**DESCRIPTION OF THE TASK:**
Update the material below by changing every "instance" to "occurrence" and leaving all other text as it is.
---------- EXCERPTED DATA ----------
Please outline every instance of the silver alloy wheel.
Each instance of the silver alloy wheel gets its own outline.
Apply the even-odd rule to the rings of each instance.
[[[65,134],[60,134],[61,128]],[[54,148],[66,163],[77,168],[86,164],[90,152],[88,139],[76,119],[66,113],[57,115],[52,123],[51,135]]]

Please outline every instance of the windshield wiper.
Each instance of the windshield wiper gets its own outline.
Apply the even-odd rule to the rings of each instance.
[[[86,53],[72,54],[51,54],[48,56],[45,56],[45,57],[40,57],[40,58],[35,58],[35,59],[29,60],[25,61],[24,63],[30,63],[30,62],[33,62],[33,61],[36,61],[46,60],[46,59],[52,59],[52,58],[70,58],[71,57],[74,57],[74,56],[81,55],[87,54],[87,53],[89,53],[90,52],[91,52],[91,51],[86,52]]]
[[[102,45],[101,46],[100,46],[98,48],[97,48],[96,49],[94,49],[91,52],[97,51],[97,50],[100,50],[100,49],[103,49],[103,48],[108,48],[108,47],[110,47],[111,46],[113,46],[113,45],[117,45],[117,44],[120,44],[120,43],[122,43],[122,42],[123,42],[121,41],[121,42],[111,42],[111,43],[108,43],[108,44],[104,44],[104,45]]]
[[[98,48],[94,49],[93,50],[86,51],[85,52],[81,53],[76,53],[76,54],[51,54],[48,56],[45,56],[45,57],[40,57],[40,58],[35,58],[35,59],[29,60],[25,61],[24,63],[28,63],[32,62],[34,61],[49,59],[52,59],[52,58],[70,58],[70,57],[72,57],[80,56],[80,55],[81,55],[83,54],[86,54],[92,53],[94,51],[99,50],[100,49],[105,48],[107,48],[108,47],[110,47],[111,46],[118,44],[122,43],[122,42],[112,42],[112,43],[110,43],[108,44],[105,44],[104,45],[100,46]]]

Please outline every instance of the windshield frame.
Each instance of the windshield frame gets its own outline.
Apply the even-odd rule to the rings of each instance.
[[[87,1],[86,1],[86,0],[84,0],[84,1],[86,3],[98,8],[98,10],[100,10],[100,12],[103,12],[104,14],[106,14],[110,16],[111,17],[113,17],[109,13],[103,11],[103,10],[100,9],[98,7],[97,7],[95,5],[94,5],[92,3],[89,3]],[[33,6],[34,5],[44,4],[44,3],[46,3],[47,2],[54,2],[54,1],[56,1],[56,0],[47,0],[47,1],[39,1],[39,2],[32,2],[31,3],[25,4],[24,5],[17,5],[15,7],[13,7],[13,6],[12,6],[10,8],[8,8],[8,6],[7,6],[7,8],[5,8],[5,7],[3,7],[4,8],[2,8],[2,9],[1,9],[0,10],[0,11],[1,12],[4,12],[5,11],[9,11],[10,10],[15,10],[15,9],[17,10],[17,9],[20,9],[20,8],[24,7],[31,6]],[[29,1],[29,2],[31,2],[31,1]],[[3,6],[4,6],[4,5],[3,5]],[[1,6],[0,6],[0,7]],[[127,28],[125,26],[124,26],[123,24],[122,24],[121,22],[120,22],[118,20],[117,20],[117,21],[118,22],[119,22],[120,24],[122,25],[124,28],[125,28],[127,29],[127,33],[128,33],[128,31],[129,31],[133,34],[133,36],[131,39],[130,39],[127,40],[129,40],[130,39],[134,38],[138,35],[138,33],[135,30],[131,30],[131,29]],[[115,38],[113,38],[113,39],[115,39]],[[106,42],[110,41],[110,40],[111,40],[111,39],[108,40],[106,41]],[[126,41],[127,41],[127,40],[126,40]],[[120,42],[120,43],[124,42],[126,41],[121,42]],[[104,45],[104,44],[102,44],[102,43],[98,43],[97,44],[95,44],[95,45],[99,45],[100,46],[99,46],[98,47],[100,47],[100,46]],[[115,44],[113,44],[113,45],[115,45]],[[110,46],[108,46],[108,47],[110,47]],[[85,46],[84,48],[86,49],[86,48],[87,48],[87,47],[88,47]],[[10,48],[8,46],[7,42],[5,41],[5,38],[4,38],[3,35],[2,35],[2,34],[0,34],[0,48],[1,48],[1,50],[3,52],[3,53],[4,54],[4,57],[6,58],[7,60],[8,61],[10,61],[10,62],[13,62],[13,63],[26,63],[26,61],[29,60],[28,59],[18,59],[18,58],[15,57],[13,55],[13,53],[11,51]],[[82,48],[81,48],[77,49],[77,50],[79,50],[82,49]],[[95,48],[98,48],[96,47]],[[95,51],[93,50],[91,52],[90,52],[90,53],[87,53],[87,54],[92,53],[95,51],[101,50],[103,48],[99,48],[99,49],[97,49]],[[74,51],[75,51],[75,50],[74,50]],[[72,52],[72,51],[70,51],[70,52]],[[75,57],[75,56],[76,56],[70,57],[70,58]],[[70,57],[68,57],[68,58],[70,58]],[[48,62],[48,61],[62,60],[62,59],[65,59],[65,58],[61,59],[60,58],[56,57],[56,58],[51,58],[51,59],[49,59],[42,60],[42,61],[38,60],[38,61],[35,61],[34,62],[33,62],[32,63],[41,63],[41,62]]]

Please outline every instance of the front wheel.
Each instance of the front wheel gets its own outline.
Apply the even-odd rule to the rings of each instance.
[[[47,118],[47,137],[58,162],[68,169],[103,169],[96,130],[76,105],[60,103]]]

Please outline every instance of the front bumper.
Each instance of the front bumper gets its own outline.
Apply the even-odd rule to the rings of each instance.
----------
**SOLUTION:**
Please outline every occurrence of the silver alloy wheel.
Each occurrence of the silver alloy wheel gets its own outline.
Apply the even-odd rule to the rings of each occurrence.
[[[65,134],[60,134],[61,128]],[[54,148],[66,163],[77,168],[86,164],[90,152],[88,139],[76,119],[66,113],[57,115],[52,123],[51,135]]]

Please outline every occurrence of the windshield wiper.
Each occurrence of the windshield wiper gets its own outline.
Apply the even-odd rule to the rings of each occurrence.
[[[86,53],[72,54],[51,54],[48,56],[45,56],[45,57],[40,57],[40,58],[35,58],[35,59],[29,60],[25,61],[24,63],[30,63],[30,62],[33,62],[33,61],[36,61],[46,60],[46,59],[52,59],[52,58],[70,58],[71,57],[74,57],[74,56],[81,55],[87,54],[87,53],[89,53],[90,52],[91,52],[91,51],[86,52]]]
[[[102,45],[101,46],[100,46],[98,48],[97,48],[96,49],[94,49],[91,52],[97,51],[97,50],[100,50],[100,49],[103,49],[103,48],[108,48],[108,47],[110,47],[111,46],[113,46],[113,45],[117,45],[117,44],[120,44],[120,43],[122,43],[122,42],[123,42],[121,41],[121,42],[111,42],[111,43],[108,43],[108,44],[104,44],[104,45]]]
[[[98,48],[94,49],[93,50],[86,51],[85,52],[81,53],[76,53],[76,54],[51,54],[48,56],[45,56],[45,57],[40,57],[40,58],[35,58],[35,59],[29,60],[25,61],[24,63],[28,63],[32,62],[34,61],[49,59],[52,59],[52,58],[70,58],[70,57],[72,57],[80,56],[80,55],[81,55],[83,54],[86,54],[92,53],[94,51],[99,50],[100,49],[105,48],[107,48],[108,47],[110,47],[111,46],[118,44],[122,43],[122,42],[112,42],[112,43],[110,43],[108,44],[105,44],[104,45],[100,46]]]

Please outline every occurrence of the windshield frame.
Each occurrence of the windshield frame gets its own outline.
Apply the even-odd rule to the rings of each occurrence.
[[[87,1],[86,1],[86,0],[84,0],[84,1],[86,3],[98,8],[98,10],[100,10],[100,12],[103,12],[104,14],[106,14],[110,16],[111,17],[113,17],[109,13],[103,11],[103,10],[100,9],[98,7],[97,7],[95,5],[94,5],[92,3],[89,3]],[[33,6],[34,5],[44,4],[44,3],[46,3],[47,2],[54,2],[54,1],[56,1],[56,0],[47,0],[47,1],[39,1],[39,2],[32,2],[31,3],[25,4],[24,5],[17,5],[15,7],[13,7],[13,6],[12,6],[10,8],[8,8],[8,6],[7,6],[7,8],[5,8],[5,7],[3,7],[4,8],[2,8],[2,9],[1,9],[0,10],[0,11],[1,12],[4,12],[5,11],[9,11],[10,10],[15,10],[15,9],[17,10],[17,9],[20,9],[20,8],[24,7],[31,6]],[[29,1],[29,2],[31,2],[31,1]],[[3,6],[4,6],[4,5],[3,5]],[[1,6],[0,6],[0,7]],[[127,28],[125,26],[124,26],[123,24],[122,24],[121,22],[120,22],[118,20],[117,20],[117,21],[118,22],[119,22],[120,24],[122,25],[124,28],[125,28],[127,29],[127,33],[128,33],[128,31],[129,31],[133,34],[133,36],[131,39],[130,39],[127,40],[129,40],[130,39],[134,38],[138,35],[138,33],[135,30],[131,30],[131,29]],[[115,38],[113,38],[113,39],[115,39]],[[106,42],[110,41],[110,40],[111,40],[111,39],[108,40],[106,41]],[[126,41],[127,41],[127,40],[126,40]],[[120,42],[120,43],[124,42],[126,41],[121,42]],[[104,45],[104,44],[102,44],[102,43],[98,43],[97,44],[95,44],[95,45],[99,45],[100,46],[99,46],[98,47],[100,47],[100,46]],[[115,44],[113,44],[113,45],[115,45]],[[110,46],[108,46],[108,47],[110,47]],[[85,46],[84,48],[86,49],[86,48],[87,48],[87,47],[88,47]],[[10,48],[8,46],[7,42],[5,41],[5,38],[4,38],[3,35],[2,35],[2,34],[0,34],[0,48],[1,48],[1,50],[3,52],[3,53],[4,54],[4,57],[6,58],[7,60],[8,61],[10,61],[10,62],[13,62],[13,63],[26,63],[26,61],[29,60],[28,59],[18,59],[18,58],[15,57],[13,55],[13,53],[11,51]],[[82,48],[81,48],[77,49],[77,50],[79,50],[82,49]],[[95,48],[98,48],[96,47]],[[95,51],[93,50],[91,52],[90,52],[90,53],[87,53],[87,54],[92,53],[95,51],[101,50],[103,48],[99,48],[99,49],[97,49]],[[74,51],[75,51],[75,50],[74,50]],[[72,52],[72,51],[70,51],[70,52]],[[75,57],[75,56],[76,56],[70,57],[70,58]],[[70,57],[68,57],[68,58],[70,58]],[[48,62],[48,61],[62,60],[62,59],[65,59],[65,58],[61,59],[60,58],[56,57],[56,58],[51,58],[51,59],[49,59],[42,60],[42,61],[38,60],[38,61],[35,61],[34,62],[33,62],[32,63],[41,63],[41,62]]]

Please outline every occurrence of the front wheel.
Each occurrence of the front wheel gets its own outline.
Apply the even-odd rule to the rings of each occurrence.
[[[47,118],[47,137],[58,162],[68,169],[103,169],[96,130],[76,105],[60,103]]]

Please outline every occurrence of the front bumper.
Each occurrence of the front bumper gets its own outline.
Apply the even-odd rule to the rings of each occurrence.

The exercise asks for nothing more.